Answer these questions from the report on the Greek island protests:
1. What vehicles did protesters on Lesbos use to try to block off the port area?
2. Who is the government spokesman quoted in the report?
3. According to the UN refugee agency, about how many migrants and refugees arrived on Greek islands last year?

## Selected text
***

Police fired tear gas to disperse the crowds that gathered early on Tuesday to try to prevent police from disembarking from government-chartered ferries.
On Lesbos, protesters set fire to bins and used rubbish collection lorries to try to block off the port area.
Police on Chios also used tear gas and flash grenades. At least three people were treated in hospital for breathing difficulties caused by the use of tear gas, local officials said.
The government says it will move ahead with plans to build the new camps and promised to replace existing centres where severe overcrowding has worsened in recent months.

Many island residents, as well as local authorities, vehemently argue the migrants and asylum seekers should be moved to the Greek mainland.
The standoff between police and protesters continued on Tuesday near the areas where the new camps are to be built, as police cordoned off areas around roadblocks set up over the past few days by demonstrators on the two islands.
"We understand there is a problem of trust that was created over the previous years," government spokesman Stelios Petsas told state-run TV. "But the closed facilities will be built and we are calling on the public to support this."
Mr Petsas said the government was also compelled to act due to heightened concerns about the coronavirus outbreak, arguing that proper health checks could not be carried out at the overcrowded camps.
Greece is the busiest entry point for migrants coming to the EU illegally, with most arriving on eastern Greek islands after travelling from the Turkish coast.

Under a 2016 agreement backed and funded by the EU, the movement of migrants is restricted to those islands until their asylum claims are processed.
About 60,000 migrants and refugees arrived on Greek islands last year, almost double the number recorded in 2018, according to the UN refugee agency.

***

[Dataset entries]
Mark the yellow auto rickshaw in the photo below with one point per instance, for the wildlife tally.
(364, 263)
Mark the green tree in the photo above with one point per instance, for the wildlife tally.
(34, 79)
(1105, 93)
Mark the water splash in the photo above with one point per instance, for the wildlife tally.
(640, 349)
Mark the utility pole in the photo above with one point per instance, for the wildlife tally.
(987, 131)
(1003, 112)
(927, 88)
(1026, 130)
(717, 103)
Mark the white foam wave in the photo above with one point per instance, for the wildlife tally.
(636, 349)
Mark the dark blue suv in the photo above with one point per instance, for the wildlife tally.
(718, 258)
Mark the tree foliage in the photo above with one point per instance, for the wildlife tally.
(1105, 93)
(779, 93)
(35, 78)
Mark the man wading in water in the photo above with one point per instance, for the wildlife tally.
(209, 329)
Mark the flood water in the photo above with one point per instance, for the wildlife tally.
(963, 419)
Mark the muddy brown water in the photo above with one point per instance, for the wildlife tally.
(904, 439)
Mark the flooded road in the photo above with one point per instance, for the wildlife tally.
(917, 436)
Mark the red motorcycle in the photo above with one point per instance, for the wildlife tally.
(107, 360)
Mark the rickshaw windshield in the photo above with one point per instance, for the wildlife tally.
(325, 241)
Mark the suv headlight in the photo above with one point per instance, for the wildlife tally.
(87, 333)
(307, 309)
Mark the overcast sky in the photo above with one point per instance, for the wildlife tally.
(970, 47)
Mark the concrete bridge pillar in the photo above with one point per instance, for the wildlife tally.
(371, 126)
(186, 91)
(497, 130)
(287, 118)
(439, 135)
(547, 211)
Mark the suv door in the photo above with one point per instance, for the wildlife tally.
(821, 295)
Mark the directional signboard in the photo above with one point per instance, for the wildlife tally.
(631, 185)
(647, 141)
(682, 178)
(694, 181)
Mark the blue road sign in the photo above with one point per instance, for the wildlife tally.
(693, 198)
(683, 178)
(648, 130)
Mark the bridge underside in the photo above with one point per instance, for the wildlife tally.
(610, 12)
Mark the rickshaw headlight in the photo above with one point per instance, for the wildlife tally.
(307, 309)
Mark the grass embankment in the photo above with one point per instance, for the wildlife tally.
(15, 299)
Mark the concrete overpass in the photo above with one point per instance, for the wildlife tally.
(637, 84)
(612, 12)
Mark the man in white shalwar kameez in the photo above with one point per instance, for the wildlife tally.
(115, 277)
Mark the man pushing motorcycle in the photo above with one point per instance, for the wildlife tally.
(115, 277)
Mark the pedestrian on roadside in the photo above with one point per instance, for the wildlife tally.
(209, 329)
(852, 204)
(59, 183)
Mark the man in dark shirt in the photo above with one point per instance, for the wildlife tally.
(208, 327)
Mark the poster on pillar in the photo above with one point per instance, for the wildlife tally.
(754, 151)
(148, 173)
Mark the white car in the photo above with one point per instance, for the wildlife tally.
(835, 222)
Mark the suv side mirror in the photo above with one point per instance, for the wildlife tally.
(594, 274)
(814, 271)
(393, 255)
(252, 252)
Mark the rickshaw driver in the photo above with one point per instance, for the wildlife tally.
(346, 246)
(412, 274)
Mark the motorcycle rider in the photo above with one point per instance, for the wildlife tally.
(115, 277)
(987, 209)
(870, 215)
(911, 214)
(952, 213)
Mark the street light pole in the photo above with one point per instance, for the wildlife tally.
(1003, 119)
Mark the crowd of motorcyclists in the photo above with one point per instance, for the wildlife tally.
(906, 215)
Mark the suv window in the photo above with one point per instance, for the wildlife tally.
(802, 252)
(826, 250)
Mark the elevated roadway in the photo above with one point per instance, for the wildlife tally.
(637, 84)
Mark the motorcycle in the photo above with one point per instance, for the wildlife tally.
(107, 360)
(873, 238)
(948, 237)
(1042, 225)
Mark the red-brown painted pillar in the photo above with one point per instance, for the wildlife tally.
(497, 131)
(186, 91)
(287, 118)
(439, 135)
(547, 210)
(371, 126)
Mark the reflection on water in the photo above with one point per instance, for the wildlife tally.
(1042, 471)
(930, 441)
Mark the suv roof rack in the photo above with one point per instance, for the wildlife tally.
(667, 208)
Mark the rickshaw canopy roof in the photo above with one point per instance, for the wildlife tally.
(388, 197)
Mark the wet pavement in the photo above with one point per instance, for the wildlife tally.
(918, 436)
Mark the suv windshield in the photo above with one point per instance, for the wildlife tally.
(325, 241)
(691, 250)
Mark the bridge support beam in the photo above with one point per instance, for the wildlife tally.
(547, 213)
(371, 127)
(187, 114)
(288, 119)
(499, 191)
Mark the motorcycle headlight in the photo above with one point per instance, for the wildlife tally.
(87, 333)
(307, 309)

***

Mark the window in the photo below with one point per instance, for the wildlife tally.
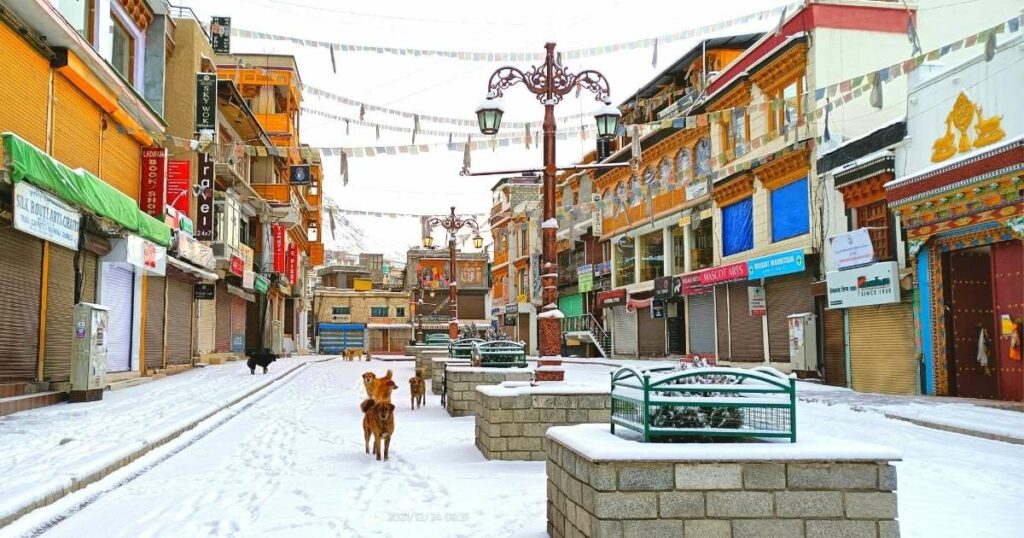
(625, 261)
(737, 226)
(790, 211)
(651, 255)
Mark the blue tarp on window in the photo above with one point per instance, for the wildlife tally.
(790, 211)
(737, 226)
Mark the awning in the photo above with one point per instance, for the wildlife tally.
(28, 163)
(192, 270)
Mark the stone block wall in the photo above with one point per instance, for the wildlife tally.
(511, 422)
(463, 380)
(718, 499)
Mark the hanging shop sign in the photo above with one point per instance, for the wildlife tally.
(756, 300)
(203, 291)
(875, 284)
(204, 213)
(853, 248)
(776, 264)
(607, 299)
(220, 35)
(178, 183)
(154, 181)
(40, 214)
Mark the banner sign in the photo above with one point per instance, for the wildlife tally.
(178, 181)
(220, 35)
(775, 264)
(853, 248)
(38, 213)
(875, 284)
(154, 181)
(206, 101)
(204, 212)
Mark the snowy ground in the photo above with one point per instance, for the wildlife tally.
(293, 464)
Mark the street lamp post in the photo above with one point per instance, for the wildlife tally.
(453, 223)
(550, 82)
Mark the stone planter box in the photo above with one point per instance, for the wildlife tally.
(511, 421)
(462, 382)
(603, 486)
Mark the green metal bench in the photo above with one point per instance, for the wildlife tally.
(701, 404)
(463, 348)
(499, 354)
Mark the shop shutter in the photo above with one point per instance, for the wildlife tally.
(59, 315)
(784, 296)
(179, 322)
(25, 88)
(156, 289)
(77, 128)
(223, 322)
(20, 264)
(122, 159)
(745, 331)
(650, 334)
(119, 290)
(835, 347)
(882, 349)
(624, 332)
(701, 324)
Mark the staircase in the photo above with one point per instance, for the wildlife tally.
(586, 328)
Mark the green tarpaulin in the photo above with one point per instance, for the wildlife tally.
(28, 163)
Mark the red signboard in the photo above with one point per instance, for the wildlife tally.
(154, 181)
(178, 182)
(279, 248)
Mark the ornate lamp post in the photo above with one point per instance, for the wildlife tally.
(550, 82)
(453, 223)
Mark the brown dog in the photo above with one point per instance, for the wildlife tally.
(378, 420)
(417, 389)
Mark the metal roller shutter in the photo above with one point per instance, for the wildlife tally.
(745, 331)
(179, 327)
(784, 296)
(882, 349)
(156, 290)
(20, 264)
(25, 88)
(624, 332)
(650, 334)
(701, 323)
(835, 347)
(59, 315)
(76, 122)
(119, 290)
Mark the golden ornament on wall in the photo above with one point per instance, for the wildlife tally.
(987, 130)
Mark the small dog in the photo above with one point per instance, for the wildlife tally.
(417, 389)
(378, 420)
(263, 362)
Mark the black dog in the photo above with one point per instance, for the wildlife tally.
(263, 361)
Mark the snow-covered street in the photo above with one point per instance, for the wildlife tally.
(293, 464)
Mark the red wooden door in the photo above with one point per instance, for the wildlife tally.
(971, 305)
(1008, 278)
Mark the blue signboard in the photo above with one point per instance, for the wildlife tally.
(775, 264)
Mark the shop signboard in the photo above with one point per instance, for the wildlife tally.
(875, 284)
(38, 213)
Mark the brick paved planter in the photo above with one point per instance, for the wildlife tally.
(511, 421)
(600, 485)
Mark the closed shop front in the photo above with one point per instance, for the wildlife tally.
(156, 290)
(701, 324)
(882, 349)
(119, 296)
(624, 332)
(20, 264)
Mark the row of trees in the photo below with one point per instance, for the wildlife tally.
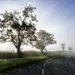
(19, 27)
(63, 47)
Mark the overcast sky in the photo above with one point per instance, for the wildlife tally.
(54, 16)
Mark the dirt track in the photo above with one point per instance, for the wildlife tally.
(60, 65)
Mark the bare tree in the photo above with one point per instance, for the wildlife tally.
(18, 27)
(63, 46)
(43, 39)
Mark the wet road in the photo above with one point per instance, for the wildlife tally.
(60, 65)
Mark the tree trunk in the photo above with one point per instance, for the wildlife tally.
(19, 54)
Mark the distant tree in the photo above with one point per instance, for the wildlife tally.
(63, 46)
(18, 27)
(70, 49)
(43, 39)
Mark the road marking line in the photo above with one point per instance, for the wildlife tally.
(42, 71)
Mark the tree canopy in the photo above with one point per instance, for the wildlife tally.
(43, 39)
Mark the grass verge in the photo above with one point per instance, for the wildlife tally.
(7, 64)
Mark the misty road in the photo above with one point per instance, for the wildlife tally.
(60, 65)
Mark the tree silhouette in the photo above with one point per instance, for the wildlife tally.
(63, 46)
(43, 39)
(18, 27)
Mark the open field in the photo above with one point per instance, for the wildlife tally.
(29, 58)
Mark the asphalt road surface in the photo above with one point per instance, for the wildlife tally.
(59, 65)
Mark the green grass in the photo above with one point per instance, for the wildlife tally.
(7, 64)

***

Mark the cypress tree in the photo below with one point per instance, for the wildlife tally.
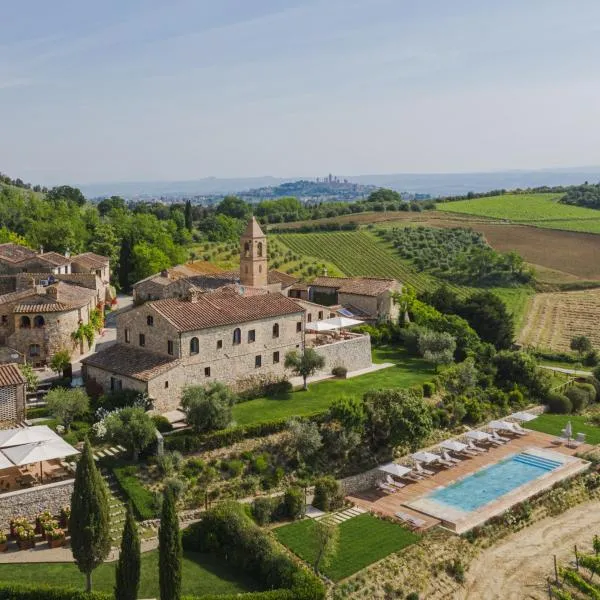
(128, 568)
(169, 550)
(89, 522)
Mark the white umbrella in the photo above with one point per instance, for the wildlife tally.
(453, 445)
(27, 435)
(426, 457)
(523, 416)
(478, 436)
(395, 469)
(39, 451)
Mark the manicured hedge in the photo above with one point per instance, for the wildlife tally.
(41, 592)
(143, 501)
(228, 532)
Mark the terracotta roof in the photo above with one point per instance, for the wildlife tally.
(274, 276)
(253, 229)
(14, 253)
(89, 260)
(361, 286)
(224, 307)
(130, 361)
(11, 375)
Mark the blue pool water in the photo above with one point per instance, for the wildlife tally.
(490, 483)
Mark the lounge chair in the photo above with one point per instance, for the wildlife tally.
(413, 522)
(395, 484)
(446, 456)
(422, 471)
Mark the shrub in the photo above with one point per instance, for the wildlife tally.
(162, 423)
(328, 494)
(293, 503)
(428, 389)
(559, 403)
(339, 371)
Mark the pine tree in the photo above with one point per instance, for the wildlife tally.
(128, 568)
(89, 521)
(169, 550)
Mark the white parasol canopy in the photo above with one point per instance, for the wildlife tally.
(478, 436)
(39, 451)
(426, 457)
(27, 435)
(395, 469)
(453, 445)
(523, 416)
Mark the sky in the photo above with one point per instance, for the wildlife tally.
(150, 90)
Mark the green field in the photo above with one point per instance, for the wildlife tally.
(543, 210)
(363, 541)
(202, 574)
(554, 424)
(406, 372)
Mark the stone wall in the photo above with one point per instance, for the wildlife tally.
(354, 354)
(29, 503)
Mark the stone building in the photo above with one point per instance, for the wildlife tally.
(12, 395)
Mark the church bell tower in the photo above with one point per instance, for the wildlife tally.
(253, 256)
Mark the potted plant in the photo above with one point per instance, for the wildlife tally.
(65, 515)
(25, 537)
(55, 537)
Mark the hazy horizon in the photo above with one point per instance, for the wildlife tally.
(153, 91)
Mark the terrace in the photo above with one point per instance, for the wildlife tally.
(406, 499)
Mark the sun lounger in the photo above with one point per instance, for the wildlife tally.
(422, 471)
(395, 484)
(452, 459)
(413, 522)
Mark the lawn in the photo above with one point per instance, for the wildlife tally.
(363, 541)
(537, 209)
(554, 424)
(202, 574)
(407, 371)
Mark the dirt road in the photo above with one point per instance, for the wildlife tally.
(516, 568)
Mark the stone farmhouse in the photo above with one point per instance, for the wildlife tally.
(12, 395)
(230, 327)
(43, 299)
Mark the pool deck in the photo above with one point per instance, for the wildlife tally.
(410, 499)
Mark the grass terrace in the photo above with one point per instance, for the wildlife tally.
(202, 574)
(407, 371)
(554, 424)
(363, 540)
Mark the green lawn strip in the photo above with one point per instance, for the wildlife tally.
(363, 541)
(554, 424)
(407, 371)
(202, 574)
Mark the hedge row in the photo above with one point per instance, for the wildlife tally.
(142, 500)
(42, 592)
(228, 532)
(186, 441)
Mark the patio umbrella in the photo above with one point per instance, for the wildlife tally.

***

## Written solution
1. Rubbish collection lorries.
2. Stelios Petsas.
3. About 60,000.